Items stored from a collection:
____

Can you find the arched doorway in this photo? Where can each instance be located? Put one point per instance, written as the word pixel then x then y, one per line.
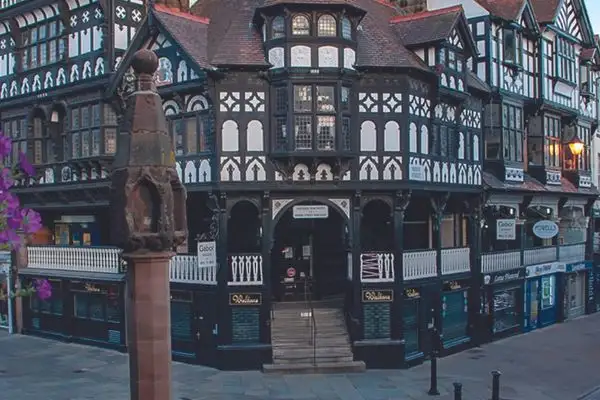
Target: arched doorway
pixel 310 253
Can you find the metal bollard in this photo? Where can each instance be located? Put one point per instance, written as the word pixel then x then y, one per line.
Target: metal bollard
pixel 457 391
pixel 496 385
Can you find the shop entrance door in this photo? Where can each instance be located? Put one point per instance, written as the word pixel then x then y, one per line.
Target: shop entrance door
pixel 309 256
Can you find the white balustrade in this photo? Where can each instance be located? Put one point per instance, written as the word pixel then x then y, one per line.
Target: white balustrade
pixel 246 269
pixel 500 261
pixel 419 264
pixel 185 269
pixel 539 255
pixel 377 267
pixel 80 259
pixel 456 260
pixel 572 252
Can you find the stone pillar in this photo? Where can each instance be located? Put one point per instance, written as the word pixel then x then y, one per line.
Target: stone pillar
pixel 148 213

____

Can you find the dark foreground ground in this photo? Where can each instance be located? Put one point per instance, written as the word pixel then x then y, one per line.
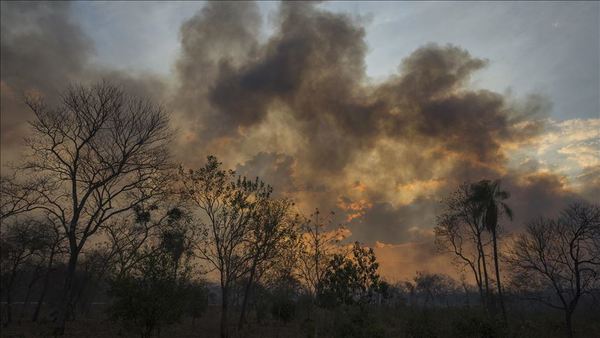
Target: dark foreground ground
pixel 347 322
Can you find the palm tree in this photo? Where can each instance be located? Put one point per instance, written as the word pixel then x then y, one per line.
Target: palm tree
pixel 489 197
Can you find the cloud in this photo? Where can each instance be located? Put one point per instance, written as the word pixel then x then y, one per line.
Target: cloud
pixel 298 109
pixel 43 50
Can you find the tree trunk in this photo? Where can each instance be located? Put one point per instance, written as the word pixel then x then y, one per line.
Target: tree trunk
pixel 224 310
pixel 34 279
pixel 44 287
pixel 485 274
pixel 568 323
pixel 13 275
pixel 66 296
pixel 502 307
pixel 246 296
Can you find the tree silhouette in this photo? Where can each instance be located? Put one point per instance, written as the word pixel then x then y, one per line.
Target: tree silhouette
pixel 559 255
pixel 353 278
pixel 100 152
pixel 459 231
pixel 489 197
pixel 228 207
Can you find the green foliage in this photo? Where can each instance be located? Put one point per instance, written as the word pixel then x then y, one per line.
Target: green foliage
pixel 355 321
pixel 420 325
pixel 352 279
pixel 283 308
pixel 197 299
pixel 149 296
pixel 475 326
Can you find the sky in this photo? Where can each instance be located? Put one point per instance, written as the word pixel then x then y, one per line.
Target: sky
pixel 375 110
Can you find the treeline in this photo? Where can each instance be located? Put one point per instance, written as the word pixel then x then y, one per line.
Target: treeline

____

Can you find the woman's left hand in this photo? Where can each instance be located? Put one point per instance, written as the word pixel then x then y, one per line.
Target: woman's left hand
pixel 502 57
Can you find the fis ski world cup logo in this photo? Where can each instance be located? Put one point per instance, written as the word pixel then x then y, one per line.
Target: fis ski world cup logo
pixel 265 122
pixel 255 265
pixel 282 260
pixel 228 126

____

--- Directions for this task ---
Return verbatim everything from the line containing "Can you find the white" down to the line containing "pixel 148 213", including both of those lines.

--- Written solution ---
Can you find the white balustrade in this photo? Where can each instance be located? Put one point per instance, written as the word pixel then x then y, one per line.
Target: white balustrade
pixel 246 269
pixel 500 261
pixel 419 264
pixel 185 269
pixel 539 255
pixel 377 267
pixel 80 259
pixel 456 260
pixel 572 252
Can you find the stone pillar in this photo? Where can each instance be located? Put one point per instance, written as the word pixel then x then y, one per line.
Target: stone pillar
pixel 148 213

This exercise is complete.